___ Input records

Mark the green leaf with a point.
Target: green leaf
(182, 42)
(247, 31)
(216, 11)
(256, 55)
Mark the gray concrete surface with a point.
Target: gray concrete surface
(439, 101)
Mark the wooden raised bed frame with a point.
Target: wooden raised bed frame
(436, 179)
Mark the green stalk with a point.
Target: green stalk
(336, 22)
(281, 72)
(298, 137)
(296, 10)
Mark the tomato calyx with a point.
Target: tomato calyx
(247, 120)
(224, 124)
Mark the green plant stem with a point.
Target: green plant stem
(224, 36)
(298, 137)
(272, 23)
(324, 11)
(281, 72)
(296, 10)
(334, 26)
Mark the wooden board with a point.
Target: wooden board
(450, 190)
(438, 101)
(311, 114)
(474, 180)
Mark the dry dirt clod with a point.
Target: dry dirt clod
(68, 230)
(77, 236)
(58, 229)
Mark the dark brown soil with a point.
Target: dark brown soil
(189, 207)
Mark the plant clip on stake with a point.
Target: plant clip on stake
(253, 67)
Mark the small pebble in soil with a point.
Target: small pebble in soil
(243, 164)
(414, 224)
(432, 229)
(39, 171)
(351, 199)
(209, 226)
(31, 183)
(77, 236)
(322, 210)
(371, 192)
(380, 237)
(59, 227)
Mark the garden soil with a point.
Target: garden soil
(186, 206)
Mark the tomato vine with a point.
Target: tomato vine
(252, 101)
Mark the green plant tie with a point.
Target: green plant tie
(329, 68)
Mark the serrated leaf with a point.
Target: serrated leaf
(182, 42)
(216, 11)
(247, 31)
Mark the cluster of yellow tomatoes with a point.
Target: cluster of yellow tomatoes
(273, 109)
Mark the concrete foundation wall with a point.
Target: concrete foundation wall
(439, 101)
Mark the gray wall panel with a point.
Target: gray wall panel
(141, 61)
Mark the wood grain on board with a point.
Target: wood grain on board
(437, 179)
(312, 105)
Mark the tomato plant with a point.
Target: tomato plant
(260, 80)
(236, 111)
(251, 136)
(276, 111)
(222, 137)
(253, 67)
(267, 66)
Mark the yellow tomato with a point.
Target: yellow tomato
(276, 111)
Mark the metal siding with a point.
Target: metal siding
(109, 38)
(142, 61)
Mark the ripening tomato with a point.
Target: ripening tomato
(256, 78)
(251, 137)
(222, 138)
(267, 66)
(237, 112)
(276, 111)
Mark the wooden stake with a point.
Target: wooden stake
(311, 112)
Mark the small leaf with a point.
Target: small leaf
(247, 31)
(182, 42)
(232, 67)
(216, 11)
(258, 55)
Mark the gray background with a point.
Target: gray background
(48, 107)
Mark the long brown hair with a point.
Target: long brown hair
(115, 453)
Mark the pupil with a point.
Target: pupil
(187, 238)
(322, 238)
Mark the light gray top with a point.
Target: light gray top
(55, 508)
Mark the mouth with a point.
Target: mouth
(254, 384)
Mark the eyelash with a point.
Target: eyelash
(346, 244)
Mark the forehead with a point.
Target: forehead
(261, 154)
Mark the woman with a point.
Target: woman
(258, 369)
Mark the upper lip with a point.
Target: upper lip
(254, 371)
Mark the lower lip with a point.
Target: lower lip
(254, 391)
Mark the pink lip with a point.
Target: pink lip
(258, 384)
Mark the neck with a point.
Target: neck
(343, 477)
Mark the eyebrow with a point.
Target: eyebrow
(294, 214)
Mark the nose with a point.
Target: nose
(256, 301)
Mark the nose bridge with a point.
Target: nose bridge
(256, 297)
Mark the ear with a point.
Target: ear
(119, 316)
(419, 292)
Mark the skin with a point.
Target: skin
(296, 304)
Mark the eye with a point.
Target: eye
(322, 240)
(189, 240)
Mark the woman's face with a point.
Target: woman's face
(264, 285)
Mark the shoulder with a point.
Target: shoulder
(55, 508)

______
___ Input records

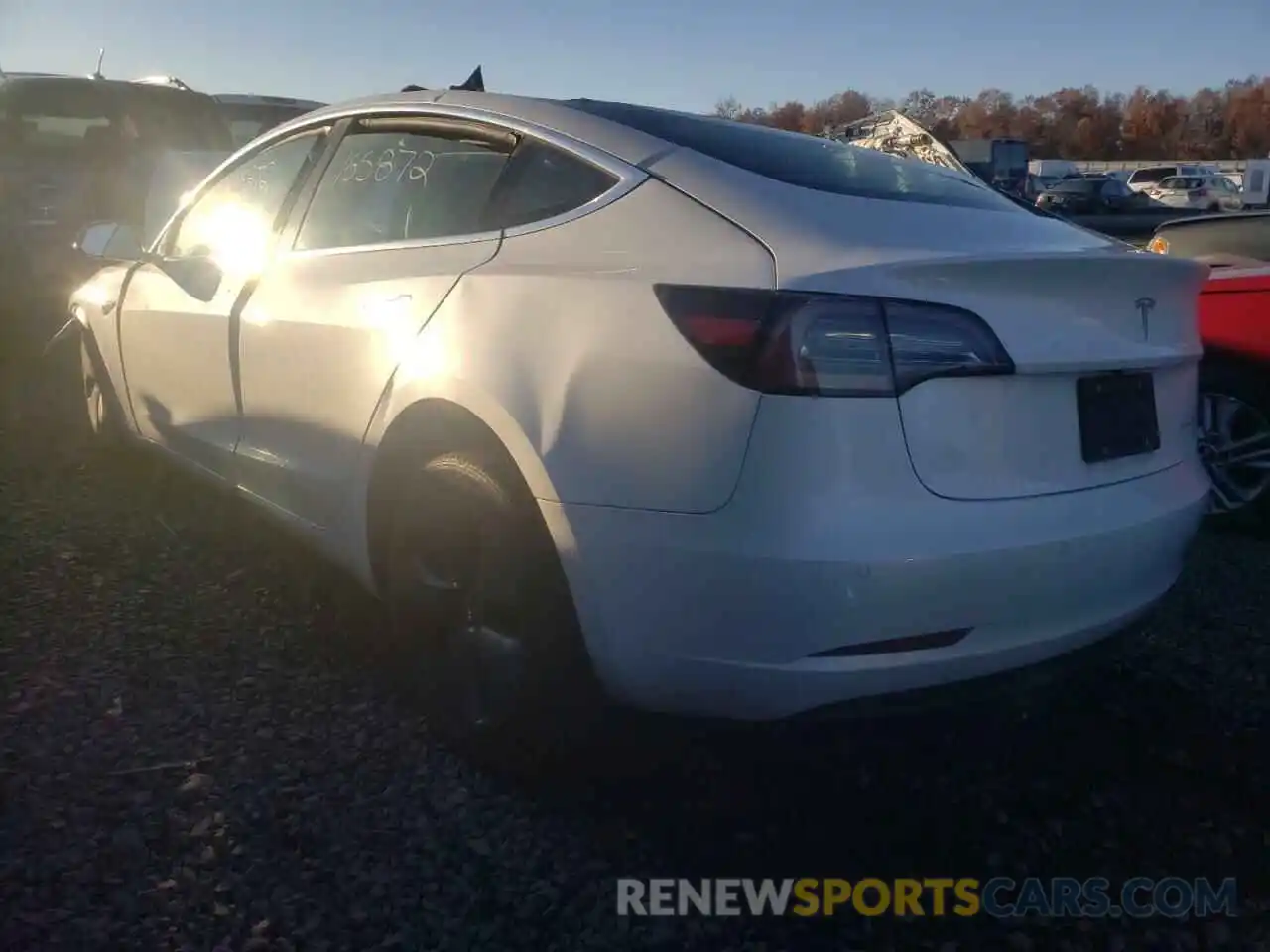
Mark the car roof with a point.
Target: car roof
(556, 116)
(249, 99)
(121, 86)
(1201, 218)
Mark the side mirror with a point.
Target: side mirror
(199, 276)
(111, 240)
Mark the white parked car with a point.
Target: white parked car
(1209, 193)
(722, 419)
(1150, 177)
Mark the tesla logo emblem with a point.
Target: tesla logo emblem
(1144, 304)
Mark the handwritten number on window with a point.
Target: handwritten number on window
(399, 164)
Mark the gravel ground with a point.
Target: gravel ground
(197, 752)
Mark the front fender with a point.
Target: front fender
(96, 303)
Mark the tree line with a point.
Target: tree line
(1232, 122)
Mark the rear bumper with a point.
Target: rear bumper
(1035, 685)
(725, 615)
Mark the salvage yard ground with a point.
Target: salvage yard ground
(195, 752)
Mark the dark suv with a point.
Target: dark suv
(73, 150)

______

**Problem to work on**
A verbatim transcription is needed of the lines above, starting at the line with "Mark the green leaf with a point." and ending at the line with "Mark the green stalk with a point.", both included, and of nothing else.

**Task response**
Mark the green leaf with a point.
Target: green leaf
(182, 42)
(247, 31)
(216, 11)
(256, 55)
Mark the gray concrete surface with a point.
Target: gray concrete surface
(439, 101)
Mark the wooden raised bed frame with a point.
Target: wooden raised bed frame
(436, 179)
Mark the green stalk with a point.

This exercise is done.